··· Textauszug ···

Wie schon erwähnt stammt Matisses Zeitgenosse Maillol aus dem einige Kilometer südlich liegenden Banyuls. Im Mas Maillol arbeitete der Künstler bis zu seinem Tode am Ende des Zweiten Weltkriegs und liegt in dessen Garten begraben – unter einer seiner schönen Frauenbronzen.

Berühmt ist der Ort auch für seine Sardellen, die hier seit dem Mittelalter hergestellt und inzwischen mit geschützter geografischer Angabe IGP angeboten werden. Man bekommt sie gesalzen, in Salzlake und in Öl. Als König Ludwig XI. die Stadt 1466 von Ludwig XI. von der Salzsteuer befreite, nahem die Herstellung Fahrt auf, wovon noch die Konservenfabrik zeugt, wo sie in Salz eingelegt und geknetet werden, um so eine eigene Salzlake zu produzieren. Zusammen mit einer gegrillten Scheibe Brot, auf Pizza oder im Salat – ein Genuss.

··· Datenauszug ···

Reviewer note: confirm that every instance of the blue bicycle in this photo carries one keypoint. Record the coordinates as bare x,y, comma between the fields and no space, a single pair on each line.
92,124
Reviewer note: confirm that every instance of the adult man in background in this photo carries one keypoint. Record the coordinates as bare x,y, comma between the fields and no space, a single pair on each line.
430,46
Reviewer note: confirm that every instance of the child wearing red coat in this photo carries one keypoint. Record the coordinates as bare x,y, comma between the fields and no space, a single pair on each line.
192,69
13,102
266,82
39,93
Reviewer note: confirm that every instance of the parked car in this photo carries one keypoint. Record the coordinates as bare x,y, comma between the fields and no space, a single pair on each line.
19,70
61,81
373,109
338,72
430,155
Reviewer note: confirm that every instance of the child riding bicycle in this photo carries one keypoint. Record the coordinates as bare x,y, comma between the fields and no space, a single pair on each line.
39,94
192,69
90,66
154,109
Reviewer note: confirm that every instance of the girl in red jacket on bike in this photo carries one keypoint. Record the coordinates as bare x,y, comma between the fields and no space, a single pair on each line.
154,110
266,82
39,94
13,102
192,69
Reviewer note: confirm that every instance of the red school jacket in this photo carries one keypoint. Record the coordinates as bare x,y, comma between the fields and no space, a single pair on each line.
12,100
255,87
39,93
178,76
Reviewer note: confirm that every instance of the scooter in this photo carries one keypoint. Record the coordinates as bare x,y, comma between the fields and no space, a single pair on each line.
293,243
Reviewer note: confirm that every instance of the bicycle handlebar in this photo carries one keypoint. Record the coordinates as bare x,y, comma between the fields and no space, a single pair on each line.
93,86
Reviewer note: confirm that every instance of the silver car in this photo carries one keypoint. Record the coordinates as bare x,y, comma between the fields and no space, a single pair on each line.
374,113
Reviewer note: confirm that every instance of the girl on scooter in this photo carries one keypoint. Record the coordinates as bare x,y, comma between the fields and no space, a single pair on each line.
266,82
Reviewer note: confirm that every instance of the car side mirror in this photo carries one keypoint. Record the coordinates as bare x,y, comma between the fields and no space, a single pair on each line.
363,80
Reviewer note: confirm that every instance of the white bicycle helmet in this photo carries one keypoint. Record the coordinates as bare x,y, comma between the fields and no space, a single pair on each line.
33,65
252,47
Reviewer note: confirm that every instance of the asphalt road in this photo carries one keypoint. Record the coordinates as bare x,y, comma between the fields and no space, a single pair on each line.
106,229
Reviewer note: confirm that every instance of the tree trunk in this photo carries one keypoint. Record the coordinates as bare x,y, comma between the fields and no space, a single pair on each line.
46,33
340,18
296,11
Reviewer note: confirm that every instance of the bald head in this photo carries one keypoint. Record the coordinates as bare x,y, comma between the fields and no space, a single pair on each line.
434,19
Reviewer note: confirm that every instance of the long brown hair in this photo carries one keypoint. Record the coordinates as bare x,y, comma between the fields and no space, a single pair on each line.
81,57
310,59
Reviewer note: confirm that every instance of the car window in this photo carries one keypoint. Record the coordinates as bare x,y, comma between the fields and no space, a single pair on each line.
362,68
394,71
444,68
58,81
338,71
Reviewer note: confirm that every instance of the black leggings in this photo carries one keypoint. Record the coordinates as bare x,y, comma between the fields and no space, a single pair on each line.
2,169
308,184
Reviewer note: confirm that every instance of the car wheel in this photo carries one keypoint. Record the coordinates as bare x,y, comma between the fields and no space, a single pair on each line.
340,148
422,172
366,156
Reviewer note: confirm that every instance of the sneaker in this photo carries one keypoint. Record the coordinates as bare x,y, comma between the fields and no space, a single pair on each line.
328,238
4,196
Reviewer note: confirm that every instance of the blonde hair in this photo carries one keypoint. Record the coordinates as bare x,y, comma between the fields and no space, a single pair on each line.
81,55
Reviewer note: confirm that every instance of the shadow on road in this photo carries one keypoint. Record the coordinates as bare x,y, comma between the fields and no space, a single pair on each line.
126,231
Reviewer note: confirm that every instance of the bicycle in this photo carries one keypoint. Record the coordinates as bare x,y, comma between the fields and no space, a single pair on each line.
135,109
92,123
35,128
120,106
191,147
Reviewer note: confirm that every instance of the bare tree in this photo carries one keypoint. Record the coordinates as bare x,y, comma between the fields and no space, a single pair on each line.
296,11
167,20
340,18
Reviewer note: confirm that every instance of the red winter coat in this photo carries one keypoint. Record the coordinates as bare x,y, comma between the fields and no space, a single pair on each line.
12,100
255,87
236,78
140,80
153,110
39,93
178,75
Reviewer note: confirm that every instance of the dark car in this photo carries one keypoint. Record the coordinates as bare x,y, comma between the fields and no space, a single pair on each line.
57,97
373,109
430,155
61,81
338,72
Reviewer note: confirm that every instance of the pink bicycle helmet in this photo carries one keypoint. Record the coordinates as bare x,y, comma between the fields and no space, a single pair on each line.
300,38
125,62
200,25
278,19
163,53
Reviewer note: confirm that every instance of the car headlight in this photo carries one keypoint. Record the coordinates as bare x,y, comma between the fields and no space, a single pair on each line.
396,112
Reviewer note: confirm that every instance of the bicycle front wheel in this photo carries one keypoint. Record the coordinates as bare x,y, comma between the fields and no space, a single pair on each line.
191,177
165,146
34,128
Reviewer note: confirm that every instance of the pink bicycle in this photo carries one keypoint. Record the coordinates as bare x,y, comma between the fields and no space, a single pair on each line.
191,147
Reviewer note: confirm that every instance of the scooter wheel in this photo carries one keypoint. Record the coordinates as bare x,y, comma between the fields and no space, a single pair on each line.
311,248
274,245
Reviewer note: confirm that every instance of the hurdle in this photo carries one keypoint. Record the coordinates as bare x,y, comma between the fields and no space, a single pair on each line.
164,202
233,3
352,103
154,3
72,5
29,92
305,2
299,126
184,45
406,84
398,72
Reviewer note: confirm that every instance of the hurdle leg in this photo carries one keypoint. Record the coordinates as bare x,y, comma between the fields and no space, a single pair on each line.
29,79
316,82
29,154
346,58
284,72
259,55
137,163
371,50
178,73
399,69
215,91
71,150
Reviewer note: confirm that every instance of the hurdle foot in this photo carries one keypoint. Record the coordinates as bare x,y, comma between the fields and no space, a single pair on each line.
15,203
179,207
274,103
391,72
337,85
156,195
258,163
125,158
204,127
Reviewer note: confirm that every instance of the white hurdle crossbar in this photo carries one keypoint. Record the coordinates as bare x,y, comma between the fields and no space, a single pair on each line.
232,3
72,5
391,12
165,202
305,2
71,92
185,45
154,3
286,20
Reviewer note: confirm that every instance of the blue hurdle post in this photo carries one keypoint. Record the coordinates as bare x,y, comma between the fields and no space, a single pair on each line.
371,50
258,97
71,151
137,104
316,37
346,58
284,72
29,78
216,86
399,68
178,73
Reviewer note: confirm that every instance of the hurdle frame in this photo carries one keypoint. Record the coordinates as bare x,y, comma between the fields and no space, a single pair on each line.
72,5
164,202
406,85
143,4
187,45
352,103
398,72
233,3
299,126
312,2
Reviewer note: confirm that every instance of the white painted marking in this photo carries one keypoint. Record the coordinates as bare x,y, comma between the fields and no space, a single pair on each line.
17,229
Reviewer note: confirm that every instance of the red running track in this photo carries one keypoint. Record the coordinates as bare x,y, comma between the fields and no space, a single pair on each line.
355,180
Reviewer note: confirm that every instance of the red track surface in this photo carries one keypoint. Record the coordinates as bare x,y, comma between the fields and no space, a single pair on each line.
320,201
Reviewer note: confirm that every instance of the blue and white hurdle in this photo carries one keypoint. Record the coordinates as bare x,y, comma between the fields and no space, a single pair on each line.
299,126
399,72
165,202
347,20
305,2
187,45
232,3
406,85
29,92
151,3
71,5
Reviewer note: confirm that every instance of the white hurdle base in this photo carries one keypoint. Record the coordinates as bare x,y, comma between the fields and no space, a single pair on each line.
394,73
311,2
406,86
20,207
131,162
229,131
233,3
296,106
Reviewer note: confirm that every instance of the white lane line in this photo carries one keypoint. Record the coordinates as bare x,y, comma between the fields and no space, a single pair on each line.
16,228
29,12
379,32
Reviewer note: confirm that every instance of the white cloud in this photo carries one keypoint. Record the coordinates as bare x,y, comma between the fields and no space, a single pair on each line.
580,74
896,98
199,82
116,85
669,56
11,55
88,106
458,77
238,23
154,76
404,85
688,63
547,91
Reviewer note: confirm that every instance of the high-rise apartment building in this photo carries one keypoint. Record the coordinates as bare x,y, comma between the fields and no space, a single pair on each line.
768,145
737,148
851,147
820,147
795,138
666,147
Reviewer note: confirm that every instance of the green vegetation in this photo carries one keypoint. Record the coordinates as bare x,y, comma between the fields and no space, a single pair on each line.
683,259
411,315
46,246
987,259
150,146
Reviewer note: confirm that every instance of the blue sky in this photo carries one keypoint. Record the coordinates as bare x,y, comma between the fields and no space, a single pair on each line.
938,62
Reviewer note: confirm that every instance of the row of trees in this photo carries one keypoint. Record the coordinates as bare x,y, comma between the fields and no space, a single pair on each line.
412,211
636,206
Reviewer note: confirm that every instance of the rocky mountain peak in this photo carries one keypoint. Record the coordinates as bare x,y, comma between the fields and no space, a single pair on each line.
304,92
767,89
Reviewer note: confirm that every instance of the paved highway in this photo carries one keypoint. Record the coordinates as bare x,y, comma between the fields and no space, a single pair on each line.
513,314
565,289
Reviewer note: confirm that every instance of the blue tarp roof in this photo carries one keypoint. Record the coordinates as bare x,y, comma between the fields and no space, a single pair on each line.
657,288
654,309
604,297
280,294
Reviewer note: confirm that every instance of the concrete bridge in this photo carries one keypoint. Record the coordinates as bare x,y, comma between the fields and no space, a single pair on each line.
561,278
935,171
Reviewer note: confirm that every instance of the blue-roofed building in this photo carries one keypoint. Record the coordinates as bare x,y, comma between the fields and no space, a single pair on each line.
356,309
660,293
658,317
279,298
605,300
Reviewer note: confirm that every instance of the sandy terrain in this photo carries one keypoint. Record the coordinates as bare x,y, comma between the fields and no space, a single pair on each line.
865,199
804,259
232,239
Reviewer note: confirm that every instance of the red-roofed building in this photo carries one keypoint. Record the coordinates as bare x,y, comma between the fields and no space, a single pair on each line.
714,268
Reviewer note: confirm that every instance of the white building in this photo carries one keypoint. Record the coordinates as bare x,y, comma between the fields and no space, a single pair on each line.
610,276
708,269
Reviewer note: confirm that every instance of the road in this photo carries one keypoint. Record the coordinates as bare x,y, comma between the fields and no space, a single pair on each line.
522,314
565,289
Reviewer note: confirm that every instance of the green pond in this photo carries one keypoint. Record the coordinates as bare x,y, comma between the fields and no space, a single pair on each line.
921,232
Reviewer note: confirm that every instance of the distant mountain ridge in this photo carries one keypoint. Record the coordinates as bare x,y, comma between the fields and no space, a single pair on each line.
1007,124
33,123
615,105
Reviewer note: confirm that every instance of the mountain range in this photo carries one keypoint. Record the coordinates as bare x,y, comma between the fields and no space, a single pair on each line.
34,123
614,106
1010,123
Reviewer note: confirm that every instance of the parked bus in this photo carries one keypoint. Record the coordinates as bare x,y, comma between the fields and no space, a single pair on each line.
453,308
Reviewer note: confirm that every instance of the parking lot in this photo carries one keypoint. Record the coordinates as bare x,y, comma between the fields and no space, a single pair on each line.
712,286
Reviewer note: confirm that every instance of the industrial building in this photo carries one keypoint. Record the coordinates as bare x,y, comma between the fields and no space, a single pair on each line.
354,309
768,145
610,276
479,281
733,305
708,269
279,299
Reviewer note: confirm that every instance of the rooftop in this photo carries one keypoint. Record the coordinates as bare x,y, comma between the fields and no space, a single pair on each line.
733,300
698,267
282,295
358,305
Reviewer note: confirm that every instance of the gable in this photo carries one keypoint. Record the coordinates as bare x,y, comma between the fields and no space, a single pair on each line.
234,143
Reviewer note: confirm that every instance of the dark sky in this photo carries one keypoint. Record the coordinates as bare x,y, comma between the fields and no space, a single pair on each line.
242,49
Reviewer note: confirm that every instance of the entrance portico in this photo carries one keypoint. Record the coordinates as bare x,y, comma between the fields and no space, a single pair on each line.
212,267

···

Aufgabe A
Geben Sie den Absatz des Textauszugs, der mit „Wie schon erwähnt“ beginnt, in kürzerer Form wieder und behalten Sie seine wichtigsten Fakten bei.
Aufgabe B
Beantworten Sie kurz diese Fragen zum Textauszug:
(i) Aus welchem Ort stammt Maillol?
(ii) Seit wann werden die Sardellen hergestellt?
(iii) In welchen Formen bekommt man die Sardellen?
Das Material hat mit dem Textauszug nichts zu tun.

Lösung A
Maillol, ein Zeitgenosse von Matisse, stammte aus dem einige Kilometer südlich gelegenen Banyuls. Bis zu seinem Tod am Ende des Zweiten Weltkriegs arbeitete er im Mas Maillol. Er liegt in dessen Garten unter einer seiner Frauenbronzen begraben.

Lösung B
(i) Aus Banyuls.
(ii) Seit dem Mittelalter.
(iii) Gesalzen, in Salzlake und in Öl.